Einer meiner Kunden, ein 60 Jähriger Mitarbeiter der Stadt München, der sich „im Zweitberuf“ als semi-professioneller Zauberer betätigte, hat mich da mal aufgeklärt: „Kinder sind für einen Zauberer das anspruchsvollste Publikum – Die schauen einfach weiter dahin, wovon man sie als Zauberer ablenken will, damit der Trick funktioniert.“

Mit diesen inneren Kindern bei seinen Kunden hat zu tun, wer bewusst auf emotionaler Ebene arbeitet. Will man die Qualität seiner Arbeit steigern, wird man also selber regelmäßig mit sich zu tun haben. Brené Brown bringt das ganz am Ende ihrer Kurz-Animation Power of empathy recht gut auf den Punkt: „Go to a place inside yourself that knows that feeling“

Und wer von uns spürt nicht, wie verlockend es ist, die Wahrnehmung eigener peinlicher, schmerzhafter, beängstigender Gefühle systematisch zu vermeiden?

Das ist neben ungünstigen Rahmenbedingungen der häufigste Grund, warum die meisten von uns Coaches, Therapeuten, Beratern, Vertrieblern, Key-Accountern, Pflegern, HRlern, Ärzten, Führungskräfte, Erziehern, Personaldienstleistern und Lehrern den echten Kontakt mit den uns anvertrauten Menschen vermeiden: Es wäre emotional einfach nicht immer super-duper lustig und angenehm für uns.

→ DATENTEIL:

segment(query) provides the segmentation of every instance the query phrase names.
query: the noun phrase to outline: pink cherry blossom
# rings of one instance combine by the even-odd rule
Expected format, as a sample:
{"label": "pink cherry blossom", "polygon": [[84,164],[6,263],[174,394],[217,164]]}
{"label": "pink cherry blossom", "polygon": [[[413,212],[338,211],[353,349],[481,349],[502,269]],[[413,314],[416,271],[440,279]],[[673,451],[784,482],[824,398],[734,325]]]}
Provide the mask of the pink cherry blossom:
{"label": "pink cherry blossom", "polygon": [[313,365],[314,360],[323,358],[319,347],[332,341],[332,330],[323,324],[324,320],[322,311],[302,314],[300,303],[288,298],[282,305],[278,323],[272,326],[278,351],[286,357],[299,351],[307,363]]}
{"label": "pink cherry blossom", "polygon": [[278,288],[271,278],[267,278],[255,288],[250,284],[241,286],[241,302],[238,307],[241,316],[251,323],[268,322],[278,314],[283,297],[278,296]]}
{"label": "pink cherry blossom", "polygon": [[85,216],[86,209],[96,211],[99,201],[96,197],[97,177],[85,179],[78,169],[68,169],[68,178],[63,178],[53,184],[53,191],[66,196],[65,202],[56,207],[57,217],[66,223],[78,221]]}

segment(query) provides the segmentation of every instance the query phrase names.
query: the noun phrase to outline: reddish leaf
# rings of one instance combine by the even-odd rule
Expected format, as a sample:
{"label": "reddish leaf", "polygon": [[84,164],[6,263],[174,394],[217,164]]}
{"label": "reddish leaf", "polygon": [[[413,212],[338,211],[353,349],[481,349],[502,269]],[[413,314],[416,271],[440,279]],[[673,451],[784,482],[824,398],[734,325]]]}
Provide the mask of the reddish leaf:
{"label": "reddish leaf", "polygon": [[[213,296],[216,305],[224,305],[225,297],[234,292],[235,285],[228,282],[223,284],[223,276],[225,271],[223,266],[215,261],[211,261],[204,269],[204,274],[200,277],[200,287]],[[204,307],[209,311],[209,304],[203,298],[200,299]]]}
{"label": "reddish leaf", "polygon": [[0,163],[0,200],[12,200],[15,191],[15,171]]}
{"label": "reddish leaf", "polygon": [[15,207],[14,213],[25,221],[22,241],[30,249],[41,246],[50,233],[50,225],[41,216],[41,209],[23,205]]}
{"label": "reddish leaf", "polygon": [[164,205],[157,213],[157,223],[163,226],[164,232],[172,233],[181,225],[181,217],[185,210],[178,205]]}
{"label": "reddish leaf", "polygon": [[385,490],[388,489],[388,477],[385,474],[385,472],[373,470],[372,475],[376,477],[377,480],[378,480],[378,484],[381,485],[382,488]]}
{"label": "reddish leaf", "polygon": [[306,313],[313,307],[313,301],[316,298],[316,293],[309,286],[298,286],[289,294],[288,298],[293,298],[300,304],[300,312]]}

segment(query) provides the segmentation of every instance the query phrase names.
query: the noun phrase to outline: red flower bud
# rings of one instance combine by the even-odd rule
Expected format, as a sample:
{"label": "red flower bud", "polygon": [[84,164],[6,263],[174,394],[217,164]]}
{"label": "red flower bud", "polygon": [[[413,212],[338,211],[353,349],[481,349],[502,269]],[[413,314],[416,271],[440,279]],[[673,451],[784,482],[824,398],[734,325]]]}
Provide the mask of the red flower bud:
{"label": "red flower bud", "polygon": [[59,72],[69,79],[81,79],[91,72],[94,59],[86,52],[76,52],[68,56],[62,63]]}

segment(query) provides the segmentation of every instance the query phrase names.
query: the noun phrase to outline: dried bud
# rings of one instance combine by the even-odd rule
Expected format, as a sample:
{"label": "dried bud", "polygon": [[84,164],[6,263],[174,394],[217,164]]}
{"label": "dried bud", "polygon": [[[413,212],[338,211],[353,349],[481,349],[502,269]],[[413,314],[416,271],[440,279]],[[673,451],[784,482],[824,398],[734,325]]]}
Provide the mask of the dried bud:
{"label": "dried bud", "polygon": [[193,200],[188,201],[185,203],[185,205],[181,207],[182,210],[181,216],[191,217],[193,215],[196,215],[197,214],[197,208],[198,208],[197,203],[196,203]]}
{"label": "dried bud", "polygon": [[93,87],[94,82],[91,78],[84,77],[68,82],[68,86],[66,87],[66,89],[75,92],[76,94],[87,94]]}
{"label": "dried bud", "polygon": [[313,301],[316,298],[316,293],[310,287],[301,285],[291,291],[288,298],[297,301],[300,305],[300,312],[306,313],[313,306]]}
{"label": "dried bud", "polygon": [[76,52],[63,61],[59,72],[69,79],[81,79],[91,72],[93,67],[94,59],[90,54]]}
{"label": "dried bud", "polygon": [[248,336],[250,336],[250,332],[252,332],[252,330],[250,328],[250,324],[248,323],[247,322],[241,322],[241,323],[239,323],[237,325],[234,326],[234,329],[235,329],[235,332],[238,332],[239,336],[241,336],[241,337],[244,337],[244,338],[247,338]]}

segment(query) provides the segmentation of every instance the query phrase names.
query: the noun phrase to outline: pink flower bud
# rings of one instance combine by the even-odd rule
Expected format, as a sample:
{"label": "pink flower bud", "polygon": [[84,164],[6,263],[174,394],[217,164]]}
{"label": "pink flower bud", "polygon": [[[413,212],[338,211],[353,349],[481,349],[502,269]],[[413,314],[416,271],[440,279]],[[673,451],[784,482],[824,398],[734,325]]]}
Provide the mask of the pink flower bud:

→ AUFGABEN:
**1.** Schreib aus dem Text über emotionale Arbeit mit Kunden die Stelle von "Das ist neben" bis einschließlich "angenehm für uns." wortgetreu ab.
**2.** Setz den Text über emotionale Arbeit mit Kunden nach seinem letzten Satz fort.

→ LÖSUNGEN:
**1.**
Das ist neben ungünstigen Rahmenbedingungen der häufigste Grund, warum die meisten von uns Coaches, Therapeuten, Beratern, Vertrieblern, Key-Accountern, Pflegern, HRlern, Ärzten, Führungskräfte, Erziehern, Personaldienstleistern und Lehrern den echten Kontakt mit den uns anvertrauten Menschen vermeiden: Es wäre emotional einfach nicht immer super-duper lustig und angenehm für uns.

**2.**
Stattdessen managen wir lieber andere Menschen. Das hält sie auf für uns emotional angenehmen Abstand. Lassen wir sie – wirklich sie – an uns heran, erinnern sie ganz unvermeidlich und zwangsläufig an Dinge, an die wir von ihnen nicht erinnert werden wollen.

Nicht in einem professionellen Kontext, in dem es ja auch unsere Rolle ist halt zu geben, Fels in der Brandung sein, die Schulter zum Anlehnen, eine feste Säule des Unternehmens, immer kompetent, immer sicher, immer klar, immer eine menschentleerte Hülle.

Wie gesagt: Andere Menschen können nahezu immer sehr deutlich spüren, was wir mit uns selbst machen. Und reagieren dann darauf. Bestimmte Dinge werden sie uns dann einfach nicht mehr zumuten.
Und das ist ja auch ganz in Ordnung, wenn das unser Ziel war: Von der Menschlichkeit unserer Kunden, Mitarbeiter, Klienten und Patienten verschont zu bleiben.